- [What to produce]: Set down every record exactly as it appears.

Saved entries
-------

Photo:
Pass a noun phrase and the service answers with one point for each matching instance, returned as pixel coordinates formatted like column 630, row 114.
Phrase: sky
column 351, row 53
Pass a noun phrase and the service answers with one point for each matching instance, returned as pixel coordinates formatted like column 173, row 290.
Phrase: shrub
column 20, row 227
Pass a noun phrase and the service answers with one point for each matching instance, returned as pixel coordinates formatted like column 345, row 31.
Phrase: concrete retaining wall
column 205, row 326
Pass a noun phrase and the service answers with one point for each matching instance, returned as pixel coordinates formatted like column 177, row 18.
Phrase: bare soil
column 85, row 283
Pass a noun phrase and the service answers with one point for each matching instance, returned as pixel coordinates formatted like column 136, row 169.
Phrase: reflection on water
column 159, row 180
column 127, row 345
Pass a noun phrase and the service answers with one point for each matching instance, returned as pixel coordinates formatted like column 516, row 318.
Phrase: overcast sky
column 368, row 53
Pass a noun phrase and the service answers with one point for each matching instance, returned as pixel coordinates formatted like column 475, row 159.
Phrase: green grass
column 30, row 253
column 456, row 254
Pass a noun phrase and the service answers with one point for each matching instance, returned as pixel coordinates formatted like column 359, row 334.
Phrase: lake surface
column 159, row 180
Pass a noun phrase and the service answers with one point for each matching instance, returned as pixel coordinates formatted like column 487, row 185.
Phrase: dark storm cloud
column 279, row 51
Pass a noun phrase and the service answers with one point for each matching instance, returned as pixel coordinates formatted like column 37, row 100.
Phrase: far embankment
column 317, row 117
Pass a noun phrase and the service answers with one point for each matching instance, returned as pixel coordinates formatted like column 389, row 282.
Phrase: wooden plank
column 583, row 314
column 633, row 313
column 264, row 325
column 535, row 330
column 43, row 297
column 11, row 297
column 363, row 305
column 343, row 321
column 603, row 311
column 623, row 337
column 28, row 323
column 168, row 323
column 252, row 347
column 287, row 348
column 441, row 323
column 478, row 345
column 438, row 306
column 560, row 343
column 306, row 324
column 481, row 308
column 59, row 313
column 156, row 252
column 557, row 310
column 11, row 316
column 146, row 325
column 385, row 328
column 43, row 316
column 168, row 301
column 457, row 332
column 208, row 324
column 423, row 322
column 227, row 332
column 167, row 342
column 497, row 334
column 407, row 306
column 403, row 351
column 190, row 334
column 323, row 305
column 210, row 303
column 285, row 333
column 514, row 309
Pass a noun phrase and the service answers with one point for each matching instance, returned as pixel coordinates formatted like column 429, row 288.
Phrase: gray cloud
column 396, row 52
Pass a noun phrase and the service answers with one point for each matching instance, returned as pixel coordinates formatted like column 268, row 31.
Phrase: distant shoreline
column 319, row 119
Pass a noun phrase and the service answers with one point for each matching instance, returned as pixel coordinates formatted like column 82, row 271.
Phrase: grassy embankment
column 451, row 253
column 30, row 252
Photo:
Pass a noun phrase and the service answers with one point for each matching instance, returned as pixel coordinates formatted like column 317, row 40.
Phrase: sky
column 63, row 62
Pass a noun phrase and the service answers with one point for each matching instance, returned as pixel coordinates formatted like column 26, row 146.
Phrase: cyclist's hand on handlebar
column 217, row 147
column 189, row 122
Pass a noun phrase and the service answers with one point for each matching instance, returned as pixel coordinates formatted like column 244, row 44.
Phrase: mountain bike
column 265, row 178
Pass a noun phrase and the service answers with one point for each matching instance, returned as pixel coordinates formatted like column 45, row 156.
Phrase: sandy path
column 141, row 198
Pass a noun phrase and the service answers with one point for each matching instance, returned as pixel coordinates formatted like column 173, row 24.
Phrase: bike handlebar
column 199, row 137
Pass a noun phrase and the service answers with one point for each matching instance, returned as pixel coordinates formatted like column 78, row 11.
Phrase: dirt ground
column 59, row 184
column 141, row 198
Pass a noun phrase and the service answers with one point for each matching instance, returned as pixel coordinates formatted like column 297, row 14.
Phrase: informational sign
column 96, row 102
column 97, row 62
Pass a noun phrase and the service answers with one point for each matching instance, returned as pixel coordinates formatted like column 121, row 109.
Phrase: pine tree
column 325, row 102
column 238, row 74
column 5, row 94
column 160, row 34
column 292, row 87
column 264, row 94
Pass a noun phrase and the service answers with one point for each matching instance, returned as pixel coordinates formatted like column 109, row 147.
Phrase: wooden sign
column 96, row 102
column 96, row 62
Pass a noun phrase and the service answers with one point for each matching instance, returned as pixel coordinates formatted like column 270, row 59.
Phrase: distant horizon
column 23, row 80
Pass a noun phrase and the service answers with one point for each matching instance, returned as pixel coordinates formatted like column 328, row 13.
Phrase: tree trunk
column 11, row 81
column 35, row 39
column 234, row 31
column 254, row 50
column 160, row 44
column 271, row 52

-------

- [Result for this task]:
Photo:
Pass a noun phrase and the service answers with one point for each matching instance, returned as pixel coordinates formatted like column 630, row 114.
Phrase: sky
column 351, row 53
Pass a noun phrase and the service answers with one point for each matching instance, returned as pixel coordinates formatted like column 173, row 290.
Phrase: shrub
column 20, row 227
Pass a noun phrase and the service answers with one point for each matching instance, returned as pixel coordinates formatted like column 345, row 31.
Phrase: concrete retaining wall
column 205, row 326
Pass a noun phrase and the service answers with one point for each matching instance, returned as pixel coordinates formatted like column 177, row 18.
Phrase: bare soil
column 85, row 283
Pass a noun phrase and the service answers with one point for each matching instance, returned as pixel coordinates formatted like column 136, row 169.
Phrase: reflection on water
column 159, row 180
column 127, row 345
Pass a noun phrase and the service answers with one point for each matching instance, returned as pixel coordinates formatted like column 516, row 318.
Phrase: overcast sky
column 368, row 53
Pass a noun phrase and the service answers with one point for each matching instance, returned as pixel coordinates formatted like column 475, row 159.
Phrase: green grass
column 30, row 253
column 456, row 254
Pass a noun phrase and the service answers with one point for each matching instance, returned as pixel coordinates formatted like column 359, row 334.
Phrase: lake surface
column 159, row 180
Pass a noun phrase and the service answers with one point for each matching instance, returned as pixel coordinates formatted like column 487, row 185.
Phrase: dark storm cloud
column 279, row 51
Pass a noun phrase and the service answers with one point for each matching instance, returned as pixel coordinates formatted like column 37, row 100.
Phrase: far embankment
column 317, row 117
Pass a noun phrase and the service answers with one point for each matching instance, returned as pixel coordinates formatted like column 389, row 282.
Phrase: wooden plank
column 583, row 314
column 633, row 313
column 264, row 325
column 535, row 330
column 43, row 297
column 11, row 297
column 363, row 305
column 343, row 321
column 603, row 311
column 623, row 337
column 28, row 323
column 168, row 323
column 252, row 347
column 287, row 348
column 441, row 323
column 478, row 345
column 438, row 306
column 560, row 343
column 306, row 324
column 481, row 308
column 59, row 313
column 156, row 252
column 557, row 310
column 11, row 316
column 146, row 325
column 385, row 328
column 43, row 316
column 168, row 301
column 457, row 332
column 208, row 324
column 423, row 322
column 227, row 332
column 167, row 342
column 497, row 334
column 407, row 306
column 403, row 351
column 190, row 334
column 323, row 305
column 210, row 303
column 285, row 333
column 514, row 309
Pass a noun phrase and the service answers with one point for each matching instance, returned as pixel coordinates formatted like column 429, row 288.
Phrase: gray cloud
column 396, row 52
Pass a noun phrase and the service answers with one point for each matching instance, returned as pixel coordinates formatted like column 268, row 31.
Phrase: distant shoreline
column 319, row 119
Pass a noun phrase and the service answers with one point for each matching instance, returned as pixel coordinates formatted like column 82, row 271.
Phrase: grassy embankment
column 451, row 253
column 30, row 252
Photo:
Pass a noun phrase and the service answers with one point for each matching instance, returned as pixel coordinates formatted like column 317, row 40.
Phrase: sky
column 63, row 62
Pass a noun phrase and the service answers with one point for each matching instance, returned as pixel coordinates formatted like column 26, row 146.
Phrase: cyclist's hand on handlebar
column 217, row 147
column 189, row 122
Pass a noun phrase and the service answers with one point for each matching instance, returned as pixel coordinates formatted like column 244, row 44.
Phrase: mountain bike
column 265, row 178
Pass a noun phrase and the service answers with one point for each matching instance, returned as pixel coordinates formatted like column 45, row 156.
Phrase: sandy path
column 141, row 198
Pass a noun phrase and the service answers with one point for each matching instance, returned as pixel coordinates formatted like column 173, row 24.
Phrase: bike handlebar
column 199, row 137
Pass a noun phrase and the service answers with one point for each matching instance, returned as pixel coordinates formatted like column 78, row 11.
Phrase: dirt ground
column 59, row 184
column 141, row 198
Pass a noun phrase and the service answers with one point for each matching instance, returned as pixel coordinates formatted like column 297, row 14.
Phrase: informational sign
column 96, row 102
column 97, row 62
Pass a noun phrase and the service answers with one point for each matching instance, returned as pixel coordinates formatted like column 121, row 109.
Phrase: pine tree
column 325, row 102
column 238, row 74
column 5, row 94
column 160, row 34
column 292, row 87
column 264, row 94
Pass a noun phrase and the service answers with one point for each matching instance, returned as pixel coordinates formatted like column 109, row 147.
Phrase: wooden sign
column 96, row 102
column 96, row 62
Pass a noun phrase and the service answers with one point for each matching instance, returned as pixel coordinates formatted like column 270, row 59.
Phrase: distant horizon
column 23, row 80
Pass a noun phrase and the service answers with one point for each matching instance, returned as pixel coordinates formatted like column 328, row 13.
Phrase: tree trunk
column 11, row 81
column 35, row 39
column 234, row 31
column 254, row 50
column 160, row 44
column 271, row 52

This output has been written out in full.